### List of tasks
(a) In the commentary on the hanging scene, write out the passage from "You are taken" up to and including "will be delayed.", substituting "lunch" for "breakfast".
(b) According to the commentary on the hanging scene, how many of the wardens held guns with bayonets fixed?
(c) Continue the commentary on the hanging scene from its final sentence.

----- Article -----

You are taken straight into the picture; the scene is set for a hanging. Already, in this first paragraph you can feel death’s icy grip on the condemned.
“Six tall Indian wardens were guarding him…” Two held guns with bayonets fixed. Again, you feel his plight is hopeless, as they “close about him.”
The impatient, podgy Superintendent wishes to get it over with so he can have his breakfast. To him, it is just another day at the office, hang a few, flog a few, and then breakfast, an ordinary, nothing-exceptional day. Quicker the better, no compassion, no remorse, the condemned has ceased to be human in his eyes; indeed, a task that must be complete before breakfast, like going to the toilet and then to wash your hands. Hurry up, hurry up, his total thoughts, or breakfast will be delayed.
A dog, bright and breathy appears in the yards, happy and bouncy, wags his tail – a silly dumb animal - makes no distinction. Jumps and tried to lick the prisoner’s face. And the Superintendent, well, he’s annoyed - this dog – how dare it delay his breakfast, and after a kafuffle is caught and held.
Suddenly, realisation of what they are doing sets in for Orwell.

----- Recorded information -----

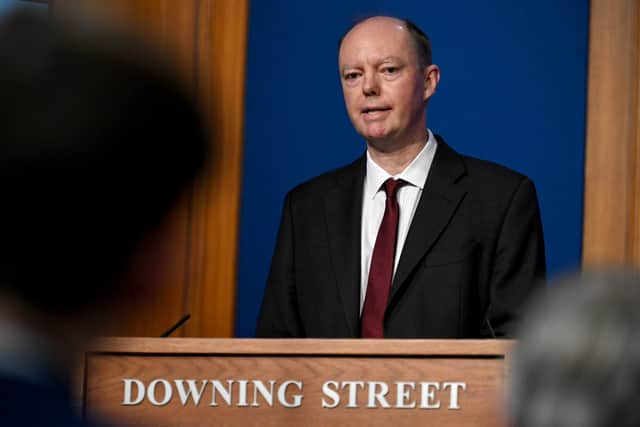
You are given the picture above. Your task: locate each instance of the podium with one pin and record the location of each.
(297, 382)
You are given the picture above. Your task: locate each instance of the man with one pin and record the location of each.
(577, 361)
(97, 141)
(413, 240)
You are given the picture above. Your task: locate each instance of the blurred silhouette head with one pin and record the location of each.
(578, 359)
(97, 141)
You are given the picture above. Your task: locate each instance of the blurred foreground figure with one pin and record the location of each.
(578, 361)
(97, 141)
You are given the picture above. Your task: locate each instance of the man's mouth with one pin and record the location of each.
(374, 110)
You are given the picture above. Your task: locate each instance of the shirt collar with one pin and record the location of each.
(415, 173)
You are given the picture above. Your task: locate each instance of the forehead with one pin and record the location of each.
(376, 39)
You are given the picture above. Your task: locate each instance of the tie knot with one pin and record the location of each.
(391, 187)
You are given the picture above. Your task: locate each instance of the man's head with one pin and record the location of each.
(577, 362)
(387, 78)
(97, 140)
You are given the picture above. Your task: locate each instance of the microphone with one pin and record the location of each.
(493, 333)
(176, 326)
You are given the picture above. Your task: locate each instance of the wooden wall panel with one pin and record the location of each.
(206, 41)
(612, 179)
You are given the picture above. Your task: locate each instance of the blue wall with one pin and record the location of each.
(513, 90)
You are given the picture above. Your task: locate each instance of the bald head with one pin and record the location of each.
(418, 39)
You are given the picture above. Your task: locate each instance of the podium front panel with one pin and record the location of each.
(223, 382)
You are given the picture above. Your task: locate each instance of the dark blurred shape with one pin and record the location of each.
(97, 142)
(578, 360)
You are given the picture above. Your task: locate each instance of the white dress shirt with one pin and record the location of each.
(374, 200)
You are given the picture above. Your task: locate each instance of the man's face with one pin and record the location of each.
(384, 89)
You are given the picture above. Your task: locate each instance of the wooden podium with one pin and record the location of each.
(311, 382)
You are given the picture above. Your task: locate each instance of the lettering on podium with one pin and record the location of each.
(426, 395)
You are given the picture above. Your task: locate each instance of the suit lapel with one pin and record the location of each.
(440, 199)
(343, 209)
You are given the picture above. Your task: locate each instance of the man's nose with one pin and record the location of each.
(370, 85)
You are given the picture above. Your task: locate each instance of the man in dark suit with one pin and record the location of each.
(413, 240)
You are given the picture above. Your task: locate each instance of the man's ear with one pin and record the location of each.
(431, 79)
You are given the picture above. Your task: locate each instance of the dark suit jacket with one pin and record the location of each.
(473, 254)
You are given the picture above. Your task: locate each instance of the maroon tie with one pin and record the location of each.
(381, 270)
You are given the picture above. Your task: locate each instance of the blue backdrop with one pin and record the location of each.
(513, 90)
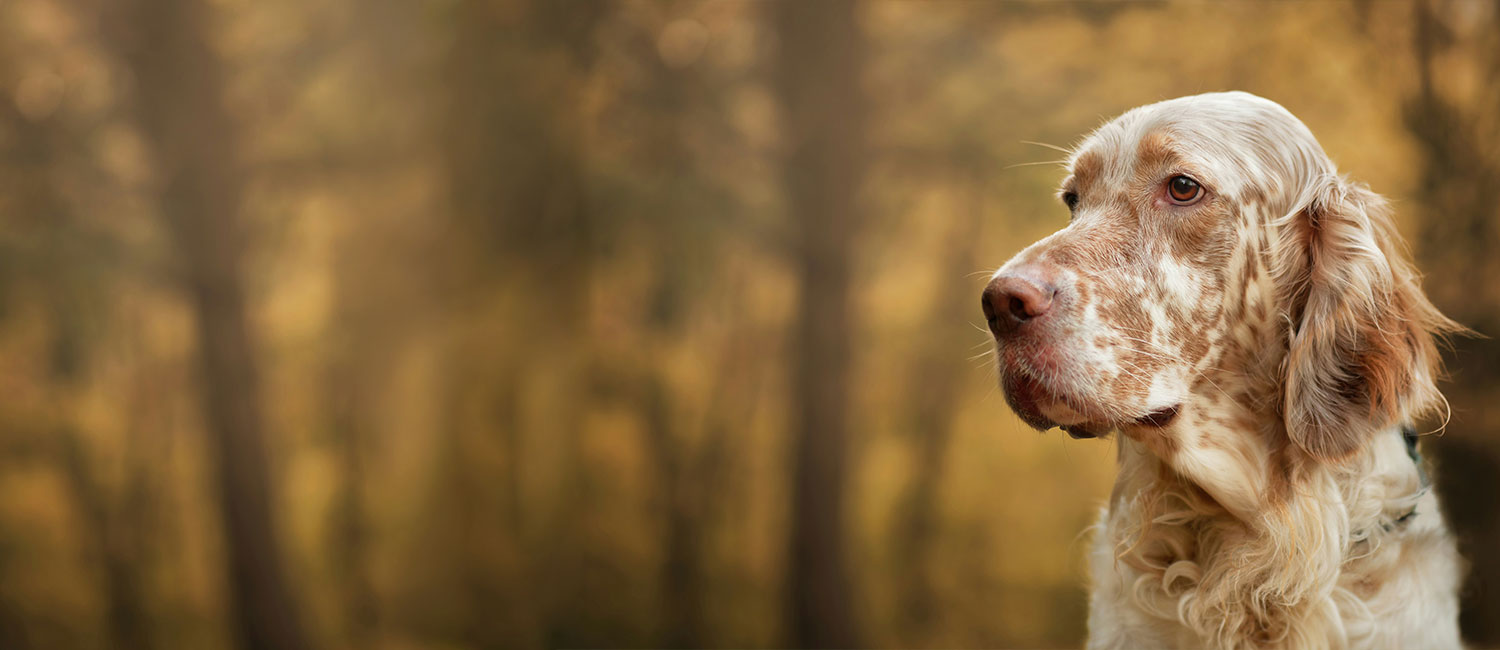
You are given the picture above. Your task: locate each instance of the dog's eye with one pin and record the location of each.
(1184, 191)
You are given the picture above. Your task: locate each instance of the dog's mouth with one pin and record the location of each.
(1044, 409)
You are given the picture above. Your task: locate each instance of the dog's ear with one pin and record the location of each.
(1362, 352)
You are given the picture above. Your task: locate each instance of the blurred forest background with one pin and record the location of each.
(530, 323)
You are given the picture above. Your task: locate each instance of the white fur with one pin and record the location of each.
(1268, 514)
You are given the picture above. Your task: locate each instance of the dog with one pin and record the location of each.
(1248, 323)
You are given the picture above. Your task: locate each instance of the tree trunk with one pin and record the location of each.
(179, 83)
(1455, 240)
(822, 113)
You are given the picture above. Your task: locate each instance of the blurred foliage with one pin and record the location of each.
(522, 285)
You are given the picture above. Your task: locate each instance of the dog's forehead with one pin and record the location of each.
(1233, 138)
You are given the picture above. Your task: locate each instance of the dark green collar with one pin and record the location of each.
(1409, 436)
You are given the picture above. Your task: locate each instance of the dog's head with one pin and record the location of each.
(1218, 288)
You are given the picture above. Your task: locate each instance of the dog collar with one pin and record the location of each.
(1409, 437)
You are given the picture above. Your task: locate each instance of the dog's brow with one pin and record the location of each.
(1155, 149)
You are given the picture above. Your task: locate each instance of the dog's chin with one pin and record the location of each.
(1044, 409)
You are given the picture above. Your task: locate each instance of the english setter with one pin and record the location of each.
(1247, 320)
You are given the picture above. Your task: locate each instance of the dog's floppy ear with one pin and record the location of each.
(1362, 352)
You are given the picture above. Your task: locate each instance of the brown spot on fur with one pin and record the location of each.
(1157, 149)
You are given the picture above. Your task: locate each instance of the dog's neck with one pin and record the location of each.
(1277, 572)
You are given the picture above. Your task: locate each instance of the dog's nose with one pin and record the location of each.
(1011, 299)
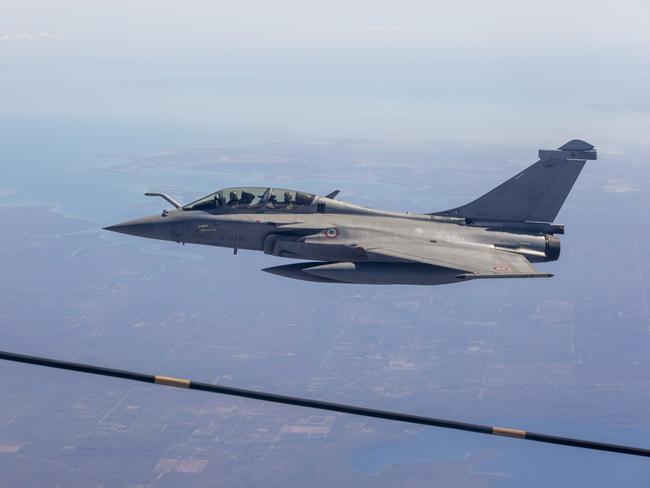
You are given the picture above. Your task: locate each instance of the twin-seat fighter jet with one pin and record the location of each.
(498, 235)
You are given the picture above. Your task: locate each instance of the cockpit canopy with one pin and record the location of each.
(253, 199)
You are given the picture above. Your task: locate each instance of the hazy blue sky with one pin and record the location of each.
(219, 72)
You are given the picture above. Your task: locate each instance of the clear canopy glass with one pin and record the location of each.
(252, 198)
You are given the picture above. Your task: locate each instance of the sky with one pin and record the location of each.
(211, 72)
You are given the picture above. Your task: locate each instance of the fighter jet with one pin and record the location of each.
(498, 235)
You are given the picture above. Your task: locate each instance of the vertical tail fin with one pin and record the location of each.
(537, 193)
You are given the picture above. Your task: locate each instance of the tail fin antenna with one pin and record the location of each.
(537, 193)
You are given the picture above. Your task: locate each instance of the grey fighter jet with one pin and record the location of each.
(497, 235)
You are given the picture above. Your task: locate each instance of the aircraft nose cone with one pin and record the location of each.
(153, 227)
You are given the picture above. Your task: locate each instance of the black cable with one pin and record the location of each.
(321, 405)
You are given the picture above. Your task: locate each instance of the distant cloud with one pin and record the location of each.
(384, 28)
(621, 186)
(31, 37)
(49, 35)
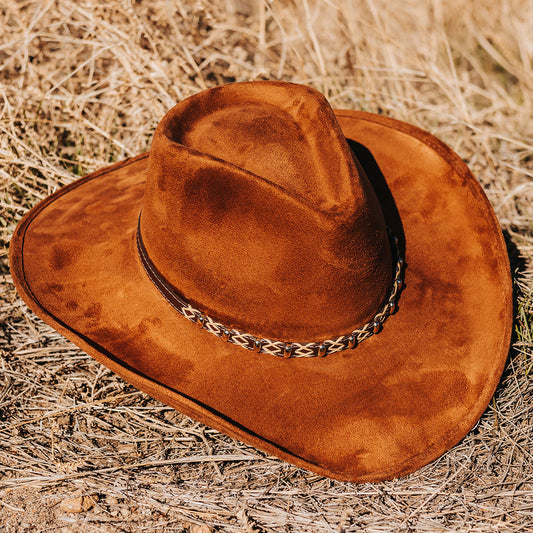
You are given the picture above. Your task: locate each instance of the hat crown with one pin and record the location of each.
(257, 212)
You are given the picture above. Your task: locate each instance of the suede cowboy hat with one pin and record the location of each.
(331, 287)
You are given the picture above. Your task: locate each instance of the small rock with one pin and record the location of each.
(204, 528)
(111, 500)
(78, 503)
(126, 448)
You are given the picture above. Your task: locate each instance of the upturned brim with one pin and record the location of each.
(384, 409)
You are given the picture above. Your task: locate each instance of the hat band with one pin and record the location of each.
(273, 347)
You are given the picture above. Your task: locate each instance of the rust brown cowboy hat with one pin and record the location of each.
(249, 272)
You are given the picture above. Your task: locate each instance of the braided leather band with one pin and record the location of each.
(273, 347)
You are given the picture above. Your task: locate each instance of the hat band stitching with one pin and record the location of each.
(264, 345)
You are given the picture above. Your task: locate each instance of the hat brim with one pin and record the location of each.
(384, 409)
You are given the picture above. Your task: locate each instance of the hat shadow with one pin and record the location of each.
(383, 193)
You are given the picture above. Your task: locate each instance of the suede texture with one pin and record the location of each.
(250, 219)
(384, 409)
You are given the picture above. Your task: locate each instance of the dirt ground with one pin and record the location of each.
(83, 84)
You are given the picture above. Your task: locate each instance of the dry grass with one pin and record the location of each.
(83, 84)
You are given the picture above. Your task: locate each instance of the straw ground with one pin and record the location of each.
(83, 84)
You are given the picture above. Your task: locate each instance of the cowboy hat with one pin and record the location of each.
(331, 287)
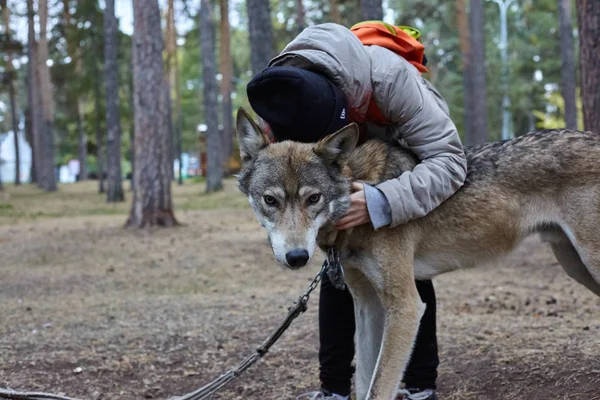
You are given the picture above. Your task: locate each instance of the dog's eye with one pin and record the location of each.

-----

### Written answers
(a)
You are taken straight into the picture; the scene is set for a hanging. Already, in this first paragraph you can feel death’s icy grip on the condemned.
“Six tall Indian wardens were guarding him…” Two held guns with bayonets fixed. Again, you feel his plight is hopeless, as they “close about him.”
The impatient, podgy Superintendent wishes to get it over with so he can have his lunch. To him, it is just another day at the office, hang a few, flog a few, and then lunch, an ordinary, nothing-exceptional day. Quicker the better, no compassion, no remorse, the condemned has ceased to be human in his eyes; indeed, a task that must be complete before lunch, like going to the toilet and then to wash your hands. Hurry up, hurry up, his total thoughts, or lunch will be delayed.

(b) Two

(c)
“It is curious, but till that moment I had never realized what it means to destroy a healthy, conscious man. When I saw the prisoner step aside to avoid the puddle I saw the mystery, the unspeakable wrongness, of cutting a life short when it is in full tide.”
The picture of the gallows floods into your mind, erected in a small yard overgrown with weeds. Orwell paints the picture with words and the image is transported directly into your mind.
The prisoner was “half pushed… clumsily up the ladder.” A rope placed around his neck. The prisoner cries out, “Ram! Ram! Ram! Ram! Not urgent and fearful like a prayer or cry for help… rhythmical, almost like the tolling of a bell.”
The dog replies.
Barks.
Minutes pass.
Blank faces.
A clanging noise.
“Chalo!” Shouts the Superintendent.
Silence.
Prisoner gone.
Rope twisting.
The dog is let loose: “it galloped…to the back of the gallows… stopped… barked, and then retreated into a corner… looking timorously out at us.” The dog is timorous, in deference to the dead man; accordingly, the silly dumb animal understands the wrongness of what had just been done.
The Superintendent pokes the body with a stick.
“He’s all right… Eight minutes past eight. Well, that’s all for this morning…”
An enormous relief sweeps over everyone, death is over for today. “One felt an impulse to sing, to break into a run, to snigger. All at once everyone began chattering gaily.”
Now, at last, it was time to eat!
A comment, one of the guards: “Do you know, sir, [talking to Orwell] our friend (he meant the dead man) when he heard his appeal had been dismissed, he pissed on the floor of his cell. From fright. Kindly take one of my cigarettes, sir. Do you not admire my new silver case, sir?”
Fright, cigarettes, a silver case: What is happening here? How the extraordinary is made to appear ordinary.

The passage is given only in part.